** Start of RECORDED DATA **

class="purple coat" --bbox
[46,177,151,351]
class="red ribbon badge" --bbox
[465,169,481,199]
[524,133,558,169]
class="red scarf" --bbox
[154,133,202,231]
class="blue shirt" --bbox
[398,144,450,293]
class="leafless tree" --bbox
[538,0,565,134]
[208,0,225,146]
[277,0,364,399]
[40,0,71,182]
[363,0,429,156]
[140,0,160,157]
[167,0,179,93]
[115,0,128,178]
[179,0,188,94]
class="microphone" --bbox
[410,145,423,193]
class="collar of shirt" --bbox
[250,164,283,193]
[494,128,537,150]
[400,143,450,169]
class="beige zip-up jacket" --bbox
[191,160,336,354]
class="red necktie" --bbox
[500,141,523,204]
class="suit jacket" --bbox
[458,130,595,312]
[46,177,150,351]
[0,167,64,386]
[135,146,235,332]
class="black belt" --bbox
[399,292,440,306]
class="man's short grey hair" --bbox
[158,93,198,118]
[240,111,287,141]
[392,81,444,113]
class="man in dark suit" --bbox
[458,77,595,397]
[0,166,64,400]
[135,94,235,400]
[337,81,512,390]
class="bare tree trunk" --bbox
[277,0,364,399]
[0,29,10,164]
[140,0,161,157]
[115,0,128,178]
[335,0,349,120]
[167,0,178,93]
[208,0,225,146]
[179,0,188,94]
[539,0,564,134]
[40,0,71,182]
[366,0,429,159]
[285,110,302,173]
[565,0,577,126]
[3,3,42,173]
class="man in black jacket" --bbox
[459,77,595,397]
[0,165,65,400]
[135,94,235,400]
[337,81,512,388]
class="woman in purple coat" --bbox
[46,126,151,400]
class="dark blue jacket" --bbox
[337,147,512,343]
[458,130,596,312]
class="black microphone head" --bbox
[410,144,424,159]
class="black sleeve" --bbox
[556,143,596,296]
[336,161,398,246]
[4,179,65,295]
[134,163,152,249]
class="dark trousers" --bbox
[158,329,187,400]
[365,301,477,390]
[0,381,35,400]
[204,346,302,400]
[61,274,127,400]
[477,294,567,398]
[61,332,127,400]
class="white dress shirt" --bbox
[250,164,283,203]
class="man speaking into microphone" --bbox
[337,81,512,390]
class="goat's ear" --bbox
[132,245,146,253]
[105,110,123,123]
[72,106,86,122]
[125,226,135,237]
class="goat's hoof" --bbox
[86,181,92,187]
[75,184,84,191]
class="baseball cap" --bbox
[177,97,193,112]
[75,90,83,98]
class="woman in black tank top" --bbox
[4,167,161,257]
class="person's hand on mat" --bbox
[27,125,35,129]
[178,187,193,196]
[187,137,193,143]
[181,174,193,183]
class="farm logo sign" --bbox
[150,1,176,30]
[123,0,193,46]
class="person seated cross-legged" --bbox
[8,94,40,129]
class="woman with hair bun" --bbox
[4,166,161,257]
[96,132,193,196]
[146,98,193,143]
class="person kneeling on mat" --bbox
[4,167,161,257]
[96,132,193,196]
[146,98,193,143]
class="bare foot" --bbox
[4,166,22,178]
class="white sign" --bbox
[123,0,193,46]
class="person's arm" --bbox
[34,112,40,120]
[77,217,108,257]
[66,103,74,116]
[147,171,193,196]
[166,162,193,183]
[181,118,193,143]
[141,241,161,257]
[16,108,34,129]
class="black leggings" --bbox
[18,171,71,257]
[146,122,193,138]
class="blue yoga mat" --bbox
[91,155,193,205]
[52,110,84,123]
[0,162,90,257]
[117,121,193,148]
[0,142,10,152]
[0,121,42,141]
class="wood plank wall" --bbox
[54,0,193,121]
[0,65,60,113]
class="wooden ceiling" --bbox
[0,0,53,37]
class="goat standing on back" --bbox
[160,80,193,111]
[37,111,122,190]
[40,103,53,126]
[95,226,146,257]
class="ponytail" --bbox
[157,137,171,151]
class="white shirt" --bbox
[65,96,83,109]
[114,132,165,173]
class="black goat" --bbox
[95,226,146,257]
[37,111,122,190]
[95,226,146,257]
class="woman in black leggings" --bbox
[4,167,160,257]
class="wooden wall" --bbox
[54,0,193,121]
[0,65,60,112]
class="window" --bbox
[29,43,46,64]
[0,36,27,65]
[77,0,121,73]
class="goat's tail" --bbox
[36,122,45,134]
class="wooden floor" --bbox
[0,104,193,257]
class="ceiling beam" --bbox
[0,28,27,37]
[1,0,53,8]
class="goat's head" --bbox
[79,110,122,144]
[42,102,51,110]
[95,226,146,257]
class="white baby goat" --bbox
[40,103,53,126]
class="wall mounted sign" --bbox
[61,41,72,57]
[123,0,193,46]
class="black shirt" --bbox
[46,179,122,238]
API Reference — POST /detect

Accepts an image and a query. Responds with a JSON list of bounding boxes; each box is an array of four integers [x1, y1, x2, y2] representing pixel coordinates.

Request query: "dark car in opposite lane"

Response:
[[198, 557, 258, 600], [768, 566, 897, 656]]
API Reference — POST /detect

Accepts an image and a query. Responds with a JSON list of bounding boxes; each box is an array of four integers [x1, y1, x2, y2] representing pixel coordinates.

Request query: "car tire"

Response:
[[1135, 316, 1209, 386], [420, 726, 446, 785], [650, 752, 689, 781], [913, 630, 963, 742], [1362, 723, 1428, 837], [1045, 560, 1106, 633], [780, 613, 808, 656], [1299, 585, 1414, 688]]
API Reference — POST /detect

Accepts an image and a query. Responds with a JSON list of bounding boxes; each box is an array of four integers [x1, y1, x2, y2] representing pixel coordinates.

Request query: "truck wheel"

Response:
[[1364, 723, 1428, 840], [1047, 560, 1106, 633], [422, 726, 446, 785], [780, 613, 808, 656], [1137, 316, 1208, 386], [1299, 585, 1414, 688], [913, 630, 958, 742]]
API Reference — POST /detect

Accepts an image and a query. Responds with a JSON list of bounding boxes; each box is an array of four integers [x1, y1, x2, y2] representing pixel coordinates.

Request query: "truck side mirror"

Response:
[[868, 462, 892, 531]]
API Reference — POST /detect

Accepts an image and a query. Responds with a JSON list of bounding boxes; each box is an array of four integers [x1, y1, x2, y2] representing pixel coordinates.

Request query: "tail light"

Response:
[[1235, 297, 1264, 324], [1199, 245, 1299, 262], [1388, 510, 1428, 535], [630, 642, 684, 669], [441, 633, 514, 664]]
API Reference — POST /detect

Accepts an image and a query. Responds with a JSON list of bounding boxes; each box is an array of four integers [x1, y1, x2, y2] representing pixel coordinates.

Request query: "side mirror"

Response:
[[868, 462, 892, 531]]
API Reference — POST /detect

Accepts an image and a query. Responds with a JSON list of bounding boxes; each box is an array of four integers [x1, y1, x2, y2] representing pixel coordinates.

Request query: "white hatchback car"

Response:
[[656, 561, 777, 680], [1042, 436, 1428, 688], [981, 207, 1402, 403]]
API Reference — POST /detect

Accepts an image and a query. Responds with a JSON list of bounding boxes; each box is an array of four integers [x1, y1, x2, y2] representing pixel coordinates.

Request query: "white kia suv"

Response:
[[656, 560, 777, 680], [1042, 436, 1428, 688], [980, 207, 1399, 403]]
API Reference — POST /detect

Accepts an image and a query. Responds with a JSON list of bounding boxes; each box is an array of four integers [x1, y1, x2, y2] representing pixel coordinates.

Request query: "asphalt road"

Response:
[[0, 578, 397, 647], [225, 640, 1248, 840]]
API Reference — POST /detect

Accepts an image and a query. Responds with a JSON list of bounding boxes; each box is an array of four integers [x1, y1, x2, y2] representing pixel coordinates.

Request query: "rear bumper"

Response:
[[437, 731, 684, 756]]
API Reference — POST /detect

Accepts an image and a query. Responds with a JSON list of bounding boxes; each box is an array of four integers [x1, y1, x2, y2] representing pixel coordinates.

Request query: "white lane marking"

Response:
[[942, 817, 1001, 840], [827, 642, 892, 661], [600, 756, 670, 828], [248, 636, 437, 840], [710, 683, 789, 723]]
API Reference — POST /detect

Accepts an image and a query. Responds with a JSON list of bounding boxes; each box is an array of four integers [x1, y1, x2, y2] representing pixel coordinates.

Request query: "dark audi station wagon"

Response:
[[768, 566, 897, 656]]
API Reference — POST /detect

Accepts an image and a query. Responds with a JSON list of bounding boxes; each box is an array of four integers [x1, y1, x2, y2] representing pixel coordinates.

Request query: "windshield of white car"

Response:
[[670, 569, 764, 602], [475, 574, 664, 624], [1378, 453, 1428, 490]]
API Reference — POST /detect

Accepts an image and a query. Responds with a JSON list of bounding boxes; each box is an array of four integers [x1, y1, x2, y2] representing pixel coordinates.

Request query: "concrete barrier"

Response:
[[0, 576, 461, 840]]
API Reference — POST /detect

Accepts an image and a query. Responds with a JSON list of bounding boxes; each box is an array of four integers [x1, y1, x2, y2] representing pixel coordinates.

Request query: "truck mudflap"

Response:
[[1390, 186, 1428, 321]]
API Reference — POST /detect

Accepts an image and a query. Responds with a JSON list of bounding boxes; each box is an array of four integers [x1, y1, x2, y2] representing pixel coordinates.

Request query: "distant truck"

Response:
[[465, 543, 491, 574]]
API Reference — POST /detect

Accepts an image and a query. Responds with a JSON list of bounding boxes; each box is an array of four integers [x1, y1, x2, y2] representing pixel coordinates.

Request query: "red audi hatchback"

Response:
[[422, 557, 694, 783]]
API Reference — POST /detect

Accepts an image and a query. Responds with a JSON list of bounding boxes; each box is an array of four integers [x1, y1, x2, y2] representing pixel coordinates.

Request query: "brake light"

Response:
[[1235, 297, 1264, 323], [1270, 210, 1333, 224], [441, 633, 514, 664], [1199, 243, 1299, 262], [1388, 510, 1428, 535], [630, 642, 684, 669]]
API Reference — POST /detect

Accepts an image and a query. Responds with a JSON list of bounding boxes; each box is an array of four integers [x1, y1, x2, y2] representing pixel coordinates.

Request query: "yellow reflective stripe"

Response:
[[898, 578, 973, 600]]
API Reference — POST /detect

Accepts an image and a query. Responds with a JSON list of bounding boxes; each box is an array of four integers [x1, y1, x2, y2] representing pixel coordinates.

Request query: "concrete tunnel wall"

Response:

** End of RECORDED DATA **

INSTRUCTION>
Quote, word for word, everything from the very start of the material down through the line containing "[191,160,336,354]", keeping both the first and last lines.

IN RESPONSE>
class="purple coat" --bbox
[46,177,151,351]
class="red ribbon badge" --bbox
[465,169,481,199]
[524,133,558,169]
class="red scarf" --bbox
[154,133,202,231]
class="blue shirt" --bbox
[398,144,450,293]
class="leafless tree" --bbox
[538,0,565,134]
[208,0,225,146]
[277,0,364,399]
[40,0,71,182]
[363,0,429,156]
[140,0,160,157]
[167,0,179,93]
[115,0,128,178]
[179,0,188,94]
class="microphone" --bbox
[410,145,423,193]
class="collar of shirt" --bbox
[250,164,283,193]
[494,128,537,150]
[400,143,450,169]
class="beige zip-up jacket" --bbox
[191,160,336,354]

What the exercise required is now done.